----- Entries -----
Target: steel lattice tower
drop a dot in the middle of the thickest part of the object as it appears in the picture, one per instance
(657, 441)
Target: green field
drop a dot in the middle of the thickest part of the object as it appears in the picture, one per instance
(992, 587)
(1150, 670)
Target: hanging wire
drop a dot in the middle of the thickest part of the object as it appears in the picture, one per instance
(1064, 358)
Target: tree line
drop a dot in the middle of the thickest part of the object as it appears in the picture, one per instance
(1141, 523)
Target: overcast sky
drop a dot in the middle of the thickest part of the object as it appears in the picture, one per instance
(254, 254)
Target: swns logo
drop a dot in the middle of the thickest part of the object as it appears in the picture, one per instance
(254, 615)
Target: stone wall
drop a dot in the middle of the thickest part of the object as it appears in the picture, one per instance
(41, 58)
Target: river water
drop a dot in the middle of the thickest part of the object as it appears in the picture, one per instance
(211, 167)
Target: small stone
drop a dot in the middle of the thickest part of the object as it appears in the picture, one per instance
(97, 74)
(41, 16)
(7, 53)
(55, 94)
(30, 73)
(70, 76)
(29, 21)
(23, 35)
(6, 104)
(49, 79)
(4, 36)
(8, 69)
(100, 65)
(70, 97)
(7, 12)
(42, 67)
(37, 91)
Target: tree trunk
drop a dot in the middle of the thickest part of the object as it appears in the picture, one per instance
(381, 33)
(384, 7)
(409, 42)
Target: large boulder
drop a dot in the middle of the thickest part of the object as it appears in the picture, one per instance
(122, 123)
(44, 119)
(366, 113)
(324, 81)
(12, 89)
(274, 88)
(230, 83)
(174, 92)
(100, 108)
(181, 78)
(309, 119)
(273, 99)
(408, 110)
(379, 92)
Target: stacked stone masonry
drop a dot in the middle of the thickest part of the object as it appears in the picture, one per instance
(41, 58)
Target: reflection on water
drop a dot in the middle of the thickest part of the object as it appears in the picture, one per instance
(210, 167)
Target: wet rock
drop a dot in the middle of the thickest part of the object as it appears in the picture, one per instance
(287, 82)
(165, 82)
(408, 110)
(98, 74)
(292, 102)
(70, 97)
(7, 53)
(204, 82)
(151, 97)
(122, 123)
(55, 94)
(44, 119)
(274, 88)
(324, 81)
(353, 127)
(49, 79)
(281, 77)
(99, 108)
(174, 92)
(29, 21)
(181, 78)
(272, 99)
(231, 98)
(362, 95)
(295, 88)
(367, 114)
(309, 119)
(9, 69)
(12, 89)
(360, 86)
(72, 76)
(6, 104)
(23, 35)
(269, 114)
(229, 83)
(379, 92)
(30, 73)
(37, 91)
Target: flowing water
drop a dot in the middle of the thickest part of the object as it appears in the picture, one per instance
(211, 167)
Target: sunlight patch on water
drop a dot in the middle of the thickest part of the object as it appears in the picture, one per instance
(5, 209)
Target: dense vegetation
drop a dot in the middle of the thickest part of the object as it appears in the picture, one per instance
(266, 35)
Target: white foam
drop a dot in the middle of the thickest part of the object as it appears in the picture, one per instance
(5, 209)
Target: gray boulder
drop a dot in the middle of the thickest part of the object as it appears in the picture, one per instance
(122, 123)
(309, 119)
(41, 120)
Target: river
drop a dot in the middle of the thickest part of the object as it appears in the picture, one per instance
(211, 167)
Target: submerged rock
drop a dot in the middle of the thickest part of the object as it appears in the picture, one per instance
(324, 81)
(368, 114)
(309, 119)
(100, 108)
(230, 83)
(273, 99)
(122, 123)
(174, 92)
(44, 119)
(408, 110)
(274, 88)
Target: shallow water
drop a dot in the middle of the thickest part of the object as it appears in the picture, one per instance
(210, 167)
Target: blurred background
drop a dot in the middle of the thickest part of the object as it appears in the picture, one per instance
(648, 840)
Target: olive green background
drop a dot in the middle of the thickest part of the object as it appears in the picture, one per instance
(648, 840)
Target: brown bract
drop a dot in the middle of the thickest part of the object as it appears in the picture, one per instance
-----
Swap "background" for "backdrop" in the part of the records that opens with the line containing "Target: shallow water" and runs through the end of the records. Give only those lines, with everything else left unchanged.

Target: shallow water
drop a dot in the middle of the thickest part of the object as it appears in the picture, one per instance
(210, 167)
Target: blurred backdrop
drop a dot in the middle of the thickest part of the object as it appears in the picture, one per instance
(648, 840)
Target: olive green backdrop
drop a dot in the middle of the thickest part of the object as it appears in the picture, one per instance
(648, 840)
Target: brown bract
drop a dot in the middle of the thickest part of the object as it appears in the picture, one per instance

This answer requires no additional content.